(Records excerpted from a collection)

:::

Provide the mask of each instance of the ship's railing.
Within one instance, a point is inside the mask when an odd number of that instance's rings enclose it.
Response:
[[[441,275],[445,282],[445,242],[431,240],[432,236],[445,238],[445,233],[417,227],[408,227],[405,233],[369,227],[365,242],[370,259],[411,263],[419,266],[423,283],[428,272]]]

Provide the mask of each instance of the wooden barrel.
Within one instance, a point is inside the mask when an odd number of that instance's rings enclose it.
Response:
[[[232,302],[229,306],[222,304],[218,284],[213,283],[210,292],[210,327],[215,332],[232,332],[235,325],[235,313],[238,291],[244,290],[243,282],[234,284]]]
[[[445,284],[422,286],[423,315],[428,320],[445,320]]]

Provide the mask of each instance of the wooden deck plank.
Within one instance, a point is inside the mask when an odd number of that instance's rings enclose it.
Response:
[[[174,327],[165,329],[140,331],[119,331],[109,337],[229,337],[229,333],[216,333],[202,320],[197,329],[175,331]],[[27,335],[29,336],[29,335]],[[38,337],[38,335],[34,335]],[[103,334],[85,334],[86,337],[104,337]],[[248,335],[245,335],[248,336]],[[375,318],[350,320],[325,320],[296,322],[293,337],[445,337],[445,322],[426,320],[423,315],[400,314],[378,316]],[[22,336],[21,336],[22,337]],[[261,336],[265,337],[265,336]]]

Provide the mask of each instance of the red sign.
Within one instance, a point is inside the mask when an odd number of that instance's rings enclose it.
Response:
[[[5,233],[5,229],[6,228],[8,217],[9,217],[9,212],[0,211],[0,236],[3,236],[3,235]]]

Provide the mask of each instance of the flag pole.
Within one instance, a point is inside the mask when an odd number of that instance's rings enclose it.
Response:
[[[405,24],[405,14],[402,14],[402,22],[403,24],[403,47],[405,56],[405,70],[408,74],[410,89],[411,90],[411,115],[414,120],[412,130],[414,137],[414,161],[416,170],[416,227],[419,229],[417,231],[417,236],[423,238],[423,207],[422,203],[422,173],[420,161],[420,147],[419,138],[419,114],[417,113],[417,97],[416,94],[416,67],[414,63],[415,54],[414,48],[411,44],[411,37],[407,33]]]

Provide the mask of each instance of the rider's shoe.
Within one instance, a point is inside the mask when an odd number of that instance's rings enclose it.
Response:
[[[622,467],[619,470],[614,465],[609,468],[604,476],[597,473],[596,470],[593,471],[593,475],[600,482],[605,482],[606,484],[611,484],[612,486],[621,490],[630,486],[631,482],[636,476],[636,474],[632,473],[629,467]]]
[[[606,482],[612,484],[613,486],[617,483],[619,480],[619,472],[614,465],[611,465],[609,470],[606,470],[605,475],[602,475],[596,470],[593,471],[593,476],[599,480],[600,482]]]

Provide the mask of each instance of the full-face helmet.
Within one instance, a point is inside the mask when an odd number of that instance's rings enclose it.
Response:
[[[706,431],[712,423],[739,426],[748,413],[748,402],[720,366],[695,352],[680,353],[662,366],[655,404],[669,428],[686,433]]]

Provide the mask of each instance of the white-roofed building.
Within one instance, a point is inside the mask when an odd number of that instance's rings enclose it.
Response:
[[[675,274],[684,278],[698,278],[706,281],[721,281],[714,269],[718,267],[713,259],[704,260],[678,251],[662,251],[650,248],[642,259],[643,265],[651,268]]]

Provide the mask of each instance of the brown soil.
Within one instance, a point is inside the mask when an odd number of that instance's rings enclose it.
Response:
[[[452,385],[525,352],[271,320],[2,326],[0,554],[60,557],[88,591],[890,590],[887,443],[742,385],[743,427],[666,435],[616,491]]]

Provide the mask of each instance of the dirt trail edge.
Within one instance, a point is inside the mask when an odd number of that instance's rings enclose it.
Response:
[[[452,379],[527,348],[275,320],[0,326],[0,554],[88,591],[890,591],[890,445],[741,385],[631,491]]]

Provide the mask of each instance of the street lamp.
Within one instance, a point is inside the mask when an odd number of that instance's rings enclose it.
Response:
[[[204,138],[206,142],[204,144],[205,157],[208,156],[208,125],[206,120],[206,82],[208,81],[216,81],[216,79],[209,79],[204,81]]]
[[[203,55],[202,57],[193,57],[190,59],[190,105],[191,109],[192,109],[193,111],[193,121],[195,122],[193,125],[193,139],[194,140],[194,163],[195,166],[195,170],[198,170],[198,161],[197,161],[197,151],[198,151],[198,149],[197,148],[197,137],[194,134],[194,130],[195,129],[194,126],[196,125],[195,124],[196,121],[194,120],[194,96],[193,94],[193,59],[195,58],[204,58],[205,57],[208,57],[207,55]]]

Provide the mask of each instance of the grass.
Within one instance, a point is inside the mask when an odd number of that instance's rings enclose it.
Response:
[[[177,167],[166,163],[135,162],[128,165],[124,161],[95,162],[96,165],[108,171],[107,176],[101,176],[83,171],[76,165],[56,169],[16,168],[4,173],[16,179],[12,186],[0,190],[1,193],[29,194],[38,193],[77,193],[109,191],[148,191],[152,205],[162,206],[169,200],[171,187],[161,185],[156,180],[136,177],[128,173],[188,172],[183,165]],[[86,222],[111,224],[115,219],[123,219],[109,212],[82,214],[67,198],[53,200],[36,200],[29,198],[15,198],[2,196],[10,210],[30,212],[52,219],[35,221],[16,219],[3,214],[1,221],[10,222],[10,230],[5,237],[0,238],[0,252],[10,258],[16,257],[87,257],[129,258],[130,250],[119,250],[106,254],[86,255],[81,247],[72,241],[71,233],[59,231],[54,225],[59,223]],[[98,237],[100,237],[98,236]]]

:::

● **DIRECTIONS**:
Copy the data above in full, character for character.

● **WORKED ANSWER**:
Provide the mask of each instance of the ship's railing.
Within one instance, a point is inside the mask when an odd number of that instance's rings enclose it.
Response:
[[[441,275],[445,282],[445,242],[431,240],[432,236],[445,238],[445,233],[417,227],[408,227],[405,233],[369,227],[365,242],[370,259],[411,263],[419,266],[423,283],[428,272]]]

Provide the mask of each instance of the wooden barrel.
Within one instance, a point is inside the mask when an odd number of that instance's rings enclose it.
Response:
[[[232,302],[229,306],[222,304],[218,284],[213,283],[210,292],[210,327],[215,332],[232,332],[235,325],[235,313],[238,291],[244,290],[243,282],[234,284]]]
[[[445,284],[422,286],[423,315],[428,320],[445,320]]]

Provide the mask of each instance of the wooden deck plank.
Within one instance, a point is inside the mask when an odd number of that instance's rings enclose it.
Response:
[[[174,327],[165,329],[140,331],[119,331],[109,337],[229,337],[229,333],[216,333],[202,320],[197,329],[175,331]],[[27,335],[29,336],[29,335]],[[38,337],[38,335],[34,335]],[[103,334],[85,334],[86,337],[104,337]],[[248,335],[245,335],[248,336]],[[375,318],[350,320],[325,320],[296,322],[293,337],[445,337],[445,322],[426,320],[423,315],[400,314],[378,316]],[[22,336],[21,336],[22,337]],[[261,336],[265,337],[265,336]]]

Provide the mask of each instance of the red sign.
Within one instance, a point is inside the mask when an odd number of that instance's rings enclose it.
Response:
[[[5,233],[5,229],[6,228],[8,217],[9,217],[9,212],[0,211],[0,236],[3,236],[3,235]]]

Provide the mask of each instance of the flag pole.
Within one instance, a point is inside the mask when an odd number of that instance's rings enclose it.
Response:
[[[405,24],[405,14],[402,14],[402,22],[403,24],[403,47],[405,56],[405,70],[408,74],[410,89],[411,90],[411,115],[414,120],[412,130],[414,137],[414,161],[416,170],[416,227],[419,229],[417,231],[417,236],[423,238],[423,207],[422,203],[422,173],[420,161],[420,147],[419,138],[419,114],[417,113],[417,97],[416,94],[416,67],[414,63],[415,54],[414,48],[411,44],[411,37],[407,33]]]

Provide the mask of each instance of the rider's shoe.
Within one instance, a point is inside the mask when an odd number of that instance's rings enclose it.
Response:
[[[622,467],[619,470],[614,465],[609,468],[604,476],[597,473],[596,470],[593,471],[593,475],[600,482],[605,482],[606,484],[611,484],[612,486],[621,490],[630,486],[631,482],[636,476],[636,474],[632,473],[629,467]]]
[[[606,482],[612,484],[613,486],[617,483],[619,480],[619,472],[614,465],[611,465],[609,470],[606,470],[605,475],[602,475],[596,470],[593,471],[593,476],[599,480],[600,482]]]

Provide the mask of each instance of the full-face helmet.
Within one instance, a point is inside the mask when an odd number of that instance's rings enclose it.
Response:
[[[706,431],[712,423],[739,426],[748,413],[748,402],[720,366],[695,352],[680,353],[662,366],[655,404],[669,428],[686,433]]]

Provide the mask of each instance of the white-roofed building.
Within one instance, a point is inside the mask when an odd number of that instance's rings enclose it.
Response:
[[[675,274],[684,278],[698,278],[706,281],[721,281],[714,269],[718,267],[713,259],[704,260],[678,251],[662,251],[650,248],[642,259],[643,265],[651,268]]]

Provide the mask of each instance of the brown soil.
Within one instance, a point is inside the mask when an odd number of that instance's rings enclose it.
Response:
[[[452,385],[525,352],[271,320],[2,326],[0,554],[60,557],[88,591],[890,590],[887,443],[742,385],[743,427],[666,435],[616,491]]]

Provide the mask of each instance of the dirt trail edge.
Within one instance, a point is inside the mask when an odd number of that instance's rings enclose it.
Response:
[[[452,379],[527,348],[275,320],[0,326],[0,554],[88,591],[890,591],[890,445],[741,385],[631,491]]]

Provide the mask of each instance of the street lamp.
Within one instance, a point is inside the mask when an odd number of that instance's rings enclose it.
Response:
[[[204,138],[206,142],[204,144],[205,157],[208,156],[208,125],[206,120],[206,82],[208,81],[216,81],[216,79],[209,79],[204,81]]]
[[[203,55],[202,57],[193,57],[190,59],[190,105],[191,109],[192,109],[193,111],[193,121],[195,122],[193,125],[193,139],[194,140],[194,163],[195,166],[195,170],[198,170],[198,161],[197,161],[197,151],[198,151],[198,149],[197,148],[197,137],[194,134],[194,130],[195,129],[194,126],[196,125],[195,124],[196,121],[194,120],[194,96],[193,94],[193,59],[195,58],[204,58],[205,57],[208,57],[207,55]]]

Provide the mask of each instance of the grass.
Within one instance, a point is inside the mask when an odd number of that instance's rings enclose it.
Response:
[[[177,167],[166,163],[135,162],[128,165],[124,161],[95,162],[96,165],[108,171],[107,176],[101,176],[83,171],[76,165],[56,169],[16,168],[4,173],[16,179],[12,186],[0,190],[1,193],[29,194],[38,193],[77,193],[109,191],[148,191],[152,205],[162,206],[169,200],[171,187],[161,185],[156,180],[136,177],[128,173],[188,172],[183,165]],[[86,222],[111,224],[115,219],[123,219],[109,212],[82,214],[67,198],[53,200],[36,200],[29,198],[15,198],[2,196],[10,210],[30,212],[52,219],[35,221],[16,219],[3,214],[1,221],[10,222],[10,230],[5,237],[0,238],[0,252],[10,258],[16,257],[87,257],[129,258],[130,250],[119,250],[106,254],[86,255],[81,247],[72,241],[71,233],[59,231],[54,225],[59,223]],[[98,237],[100,237],[98,236]]]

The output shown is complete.